***** Quoted passage *****
Don't insult the precious, my precious!:book:
June 3rd, 2020, 09:25 AM
(June 2nd, 2020, 09:31 PM)badlands Wrote: Who is she? I heard from a lot of Star Trek forums about her, but who is she? Do they never refer to her by name?
August - Jack's Pack Fan # 1, Keeper of the List, 3-Time Speaker of the JoAT Fan Quote of the Week, and the only person ever to have Back 2 Back Jack and Cleo fan quotes !
June 10th, 2020, 04:59 PM
If I recall correctly, she was a fan fiction writer who put herself into the stories she wrote back in the 1960s. And her name was indeed "Mary Sue". But I don't know if this is just a fan legend or if she really existed.
June 11th, 2020, 12:18 PM
Oh! The overall concept. Yes, it's in fan fiction, and is when a character represents the as author way too blatantly. A NJ housewife is transplanted to ancient Greece and is seduced by Ares and Hercules, for example. (Or Xena and Gabrielle!
*****
■ Exercise requirements:
1. In the forum thread about Mary Sue, in what decade did the fan fiction writer reportedly write stories with herself in them?
2. Continue the forum thread about Mary Sue from the point where it stops.
***** Provided information *****
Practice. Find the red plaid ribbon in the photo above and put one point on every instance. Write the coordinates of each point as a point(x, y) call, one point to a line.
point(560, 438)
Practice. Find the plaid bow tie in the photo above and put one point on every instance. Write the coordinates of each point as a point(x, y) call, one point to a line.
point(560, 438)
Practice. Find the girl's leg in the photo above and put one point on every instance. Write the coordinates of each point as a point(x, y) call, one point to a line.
*****
■ In response:
1. The 1960s.

2.
![]() And yes, it originated in Star Trek fan fiction: Quote:The term "Mary Sue" comes from the name of a character created by Paula Smith in 1973 for her parody story "A Trekkie's Tale"[3]:15 published in her fanzine Menagerie #2.[4] The story starred Lieutenant Mary Sue ("the youngest Lieutenant in the fleet — only fifteen and a half years old"), and satirized unrealistic characters in Star Trek fan fiction.[5] The complete story reads:
August - Jack's Pack Fan # 1, Keeper of the List, 3-Time Speaker of the JoAT Fan Quote of the Week, and the only person ever to have Back 2 Back Jack and Cleo fan quotes !
June 11th, 2020, 04:13 PM
The idea of a Mary Sue* gets rightly put down as a lazy writing tic. However, I contend that creating Mary Sue characters is a growth process many great writers need to go through. No shame, just call it practice!!
*The male version is often called "Marty Sue", "Gary Stu" or some variant.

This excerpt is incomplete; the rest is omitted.